CSE 451 Winter 2001: Project 3

Project 3 - Fair-Share Scheduling

Out: Monday February 12th, 2001
Due: Monday February 26th, 2001

Assignment Goals

To get your hands dirty with time-sharing scheduler implementations
To gain some exposure to the issues of scheduling on multiprocessors
To gain some exposure to the relationship between scheduling and other parts of the OS (e.g., I/O and memory management)

Unusually generous hint

You might want to take a look at this link before you dive too deeply into this assignment. Note that this link describes the Linux 2.2 kernel, and we're working with the 2.4 kernel in this course. So, some things have changed (in particular, multiprocessor scheduling has been simplified).

Background

Linux actually contains three scheduling policies, one for "general use" and two for a kind of real-time processing. We'll be concerned with the general use policy, which is a descendant of the multi-level feedback approach discussed in the book. However, the other two have some penetration into the code you'll end up modifying, so you need to understand at least a tiny bit about them.
Quoting from "man sched_setscheduler":

SCHED_OTHER is the default universal time-sharing scheduler policy used by most processes, SCHED_FIFO and SCHED_RR are intended for special time-critical applications that need precise control over the way in which runnable processes are selected for execution. Processes scheduled with SCHED_OTHER must be assigned the static priority 0, processes scheduled under SCHED_FIFO or SCHED_RR can have a static priority in the range 1 to 99. Only processes with superuser privileges can get a static priority higher than 0 and can therefore be scheduled under SCHED_FIFO or SCHED_RR. The system calls sched_get_priority_min and sched_get_priority_max can be used to find out the valid priority range for a scheduling policy in a portable way on all POSIX.1b conforming systems.

and:
SCHED_OTHER: Default Linux time-sharing scheduling.

Lines of data:
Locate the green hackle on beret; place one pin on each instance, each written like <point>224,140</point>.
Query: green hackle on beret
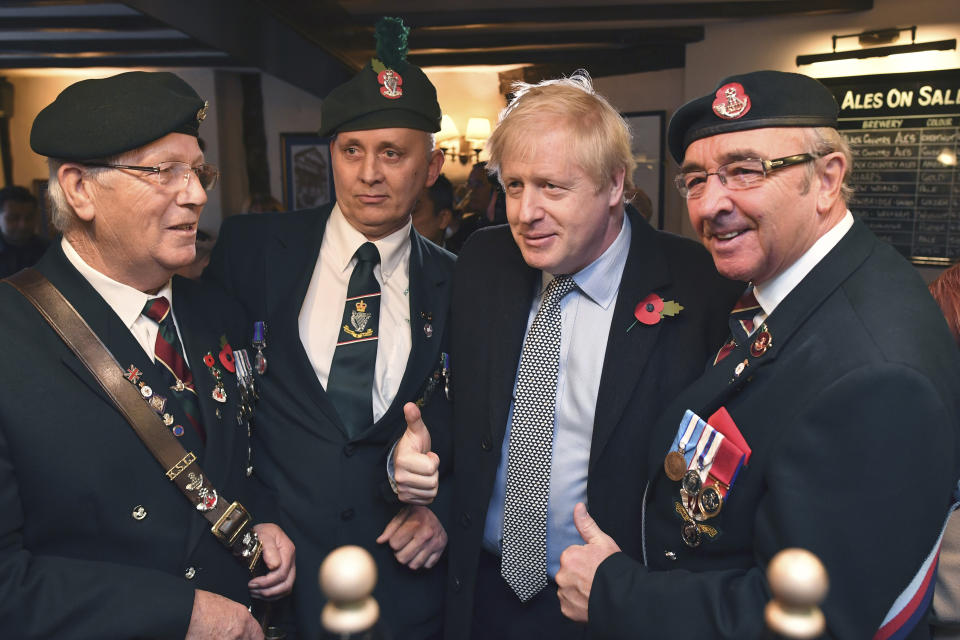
<point>389,92</point>
<point>391,35</point>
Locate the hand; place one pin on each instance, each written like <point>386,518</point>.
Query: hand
<point>578,565</point>
<point>278,555</point>
<point>217,618</point>
<point>416,537</point>
<point>415,467</point>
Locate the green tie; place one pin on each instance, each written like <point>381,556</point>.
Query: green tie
<point>350,385</point>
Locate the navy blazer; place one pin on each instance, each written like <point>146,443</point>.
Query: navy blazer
<point>74,562</point>
<point>644,366</point>
<point>852,417</point>
<point>333,490</point>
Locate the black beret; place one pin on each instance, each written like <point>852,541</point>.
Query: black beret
<point>381,98</point>
<point>98,118</point>
<point>752,101</point>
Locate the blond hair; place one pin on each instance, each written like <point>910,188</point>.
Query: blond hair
<point>600,138</point>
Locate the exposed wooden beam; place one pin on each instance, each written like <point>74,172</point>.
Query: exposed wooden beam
<point>658,11</point>
<point>34,62</point>
<point>104,46</point>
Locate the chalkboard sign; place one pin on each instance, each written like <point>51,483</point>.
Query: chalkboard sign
<point>903,131</point>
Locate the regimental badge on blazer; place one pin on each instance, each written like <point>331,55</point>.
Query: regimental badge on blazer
<point>705,459</point>
<point>440,376</point>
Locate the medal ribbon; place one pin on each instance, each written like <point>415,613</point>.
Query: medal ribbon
<point>726,465</point>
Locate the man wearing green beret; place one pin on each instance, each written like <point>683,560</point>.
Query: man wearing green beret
<point>96,541</point>
<point>355,302</point>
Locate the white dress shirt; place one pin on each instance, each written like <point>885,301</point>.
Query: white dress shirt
<point>772,292</point>
<point>322,310</point>
<point>126,301</point>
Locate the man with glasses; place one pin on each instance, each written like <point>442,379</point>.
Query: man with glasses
<point>96,541</point>
<point>829,419</point>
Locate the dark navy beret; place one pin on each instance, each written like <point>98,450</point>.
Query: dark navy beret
<point>380,98</point>
<point>98,118</point>
<point>752,101</point>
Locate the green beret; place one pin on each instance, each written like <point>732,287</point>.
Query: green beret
<point>752,101</point>
<point>388,92</point>
<point>94,119</point>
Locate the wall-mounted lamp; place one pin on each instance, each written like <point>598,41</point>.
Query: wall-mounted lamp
<point>478,132</point>
<point>877,37</point>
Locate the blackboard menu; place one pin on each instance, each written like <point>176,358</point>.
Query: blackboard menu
<point>903,131</point>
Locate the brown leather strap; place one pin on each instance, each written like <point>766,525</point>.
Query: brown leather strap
<point>231,522</point>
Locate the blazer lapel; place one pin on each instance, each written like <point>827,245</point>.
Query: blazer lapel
<point>508,321</point>
<point>629,348</point>
<point>292,259</point>
<point>720,382</point>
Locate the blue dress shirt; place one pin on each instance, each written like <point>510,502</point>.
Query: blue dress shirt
<point>585,317</point>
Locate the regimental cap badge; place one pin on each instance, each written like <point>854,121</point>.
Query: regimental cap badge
<point>202,112</point>
<point>732,101</point>
<point>391,35</point>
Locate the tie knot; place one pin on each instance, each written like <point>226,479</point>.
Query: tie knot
<point>746,303</point>
<point>156,308</point>
<point>368,253</point>
<point>557,289</point>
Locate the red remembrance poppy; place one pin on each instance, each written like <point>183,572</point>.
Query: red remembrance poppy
<point>648,310</point>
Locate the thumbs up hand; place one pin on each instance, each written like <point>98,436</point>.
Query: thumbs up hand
<point>578,565</point>
<point>415,466</point>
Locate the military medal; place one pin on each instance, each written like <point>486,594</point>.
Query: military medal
<point>260,343</point>
<point>675,463</point>
<point>761,342</point>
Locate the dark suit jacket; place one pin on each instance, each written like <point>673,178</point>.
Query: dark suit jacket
<point>852,416</point>
<point>332,490</point>
<point>643,368</point>
<point>74,562</point>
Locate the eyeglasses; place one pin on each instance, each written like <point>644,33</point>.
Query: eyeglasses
<point>172,174</point>
<point>740,174</point>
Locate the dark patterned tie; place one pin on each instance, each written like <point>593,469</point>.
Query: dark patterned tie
<point>741,323</point>
<point>350,385</point>
<point>524,562</point>
<point>169,355</point>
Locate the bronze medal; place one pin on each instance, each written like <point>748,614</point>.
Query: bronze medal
<point>691,482</point>
<point>710,502</point>
<point>674,465</point>
<point>690,533</point>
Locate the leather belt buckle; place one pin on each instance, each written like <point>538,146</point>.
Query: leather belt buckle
<point>231,524</point>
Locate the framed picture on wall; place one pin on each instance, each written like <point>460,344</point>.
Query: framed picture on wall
<point>647,128</point>
<point>307,174</point>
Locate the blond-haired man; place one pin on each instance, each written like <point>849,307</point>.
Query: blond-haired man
<point>571,326</point>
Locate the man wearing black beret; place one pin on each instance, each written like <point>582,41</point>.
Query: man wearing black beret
<point>828,421</point>
<point>355,302</point>
<point>96,540</point>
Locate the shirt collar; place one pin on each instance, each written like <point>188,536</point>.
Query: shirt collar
<point>345,240</point>
<point>771,293</point>
<point>125,301</point>
<point>600,280</point>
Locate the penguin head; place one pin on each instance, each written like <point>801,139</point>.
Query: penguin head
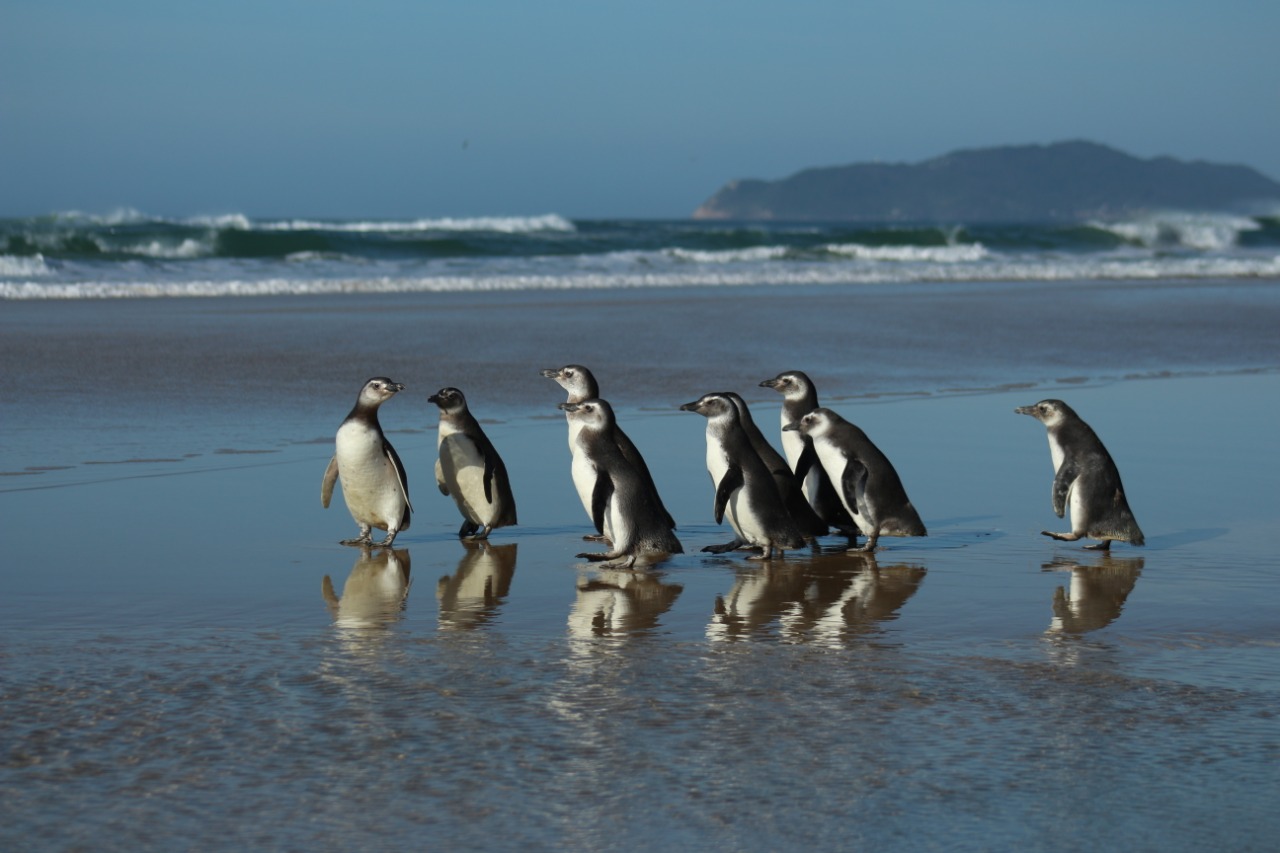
<point>713,405</point>
<point>1051,413</point>
<point>791,383</point>
<point>576,379</point>
<point>593,414</point>
<point>816,423</point>
<point>378,391</point>
<point>449,400</point>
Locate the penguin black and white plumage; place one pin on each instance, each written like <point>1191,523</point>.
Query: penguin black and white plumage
<point>580,386</point>
<point>374,483</point>
<point>800,397</point>
<point>470,470</point>
<point>868,486</point>
<point>745,491</point>
<point>621,500</point>
<point>1086,479</point>
<point>789,487</point>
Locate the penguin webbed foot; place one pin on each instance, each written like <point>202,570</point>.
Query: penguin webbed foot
<point>723,548</point>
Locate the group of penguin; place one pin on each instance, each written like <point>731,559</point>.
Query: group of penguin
<point>832,475</point>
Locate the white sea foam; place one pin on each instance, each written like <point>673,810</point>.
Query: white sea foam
<point>169,251</point>
<point>909,254</point>
<point>693,276</point>
<point>499,224</point>
<point>1198,231</point>
<point>730,255</point>
<point>21,267</point>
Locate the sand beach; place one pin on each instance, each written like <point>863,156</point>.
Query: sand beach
<point>188,658</point>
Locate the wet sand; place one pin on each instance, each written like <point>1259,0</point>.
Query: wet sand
<point>187,652</point>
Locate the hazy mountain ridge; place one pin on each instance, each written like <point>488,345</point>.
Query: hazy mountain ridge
<point>1059,182</point>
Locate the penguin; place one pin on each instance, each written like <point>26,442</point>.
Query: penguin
<point>865,479</point>
<point>1086,479</point>
<point>470,470</point>
<point>374,483</point>
<point>621,501</point>
<point>800,397</point>
<point>580,384</point>
<point>789,487</point>
<point>744,488</point>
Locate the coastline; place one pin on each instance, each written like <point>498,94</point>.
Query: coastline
<point>177,597</point>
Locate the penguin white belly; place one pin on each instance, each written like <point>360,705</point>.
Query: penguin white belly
<point>584,480</point>
<point>462,465</point>
<point>1075,509</point>
<point>737,511</point>
<point>833,461</point>
<point>370,484</point>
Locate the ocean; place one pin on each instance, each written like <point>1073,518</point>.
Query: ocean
<point>128,254</point>
<point>188,658</point>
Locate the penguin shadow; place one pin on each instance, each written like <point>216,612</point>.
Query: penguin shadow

* [JOB]:
Transcribe everything in the fair-share scheduling project page from "CSE 451 Winter" down to "and memory management)".

* [TASK OUTPUT]:
CSE 451 Winter 2001: Project 3

Project 3 - Fair-Share Scheduling

Out: Monday February 12th, 2001
Due: Monday February 26th, 2001

Assignment Goals

To get your hands dirty with time-sharing scheduler implementations
To gain some exposure to the issues of scheduling on multiprocessors
To gain some exposure to the relationship between scheduling and other parts of the OS (e.g., I/O and memory management)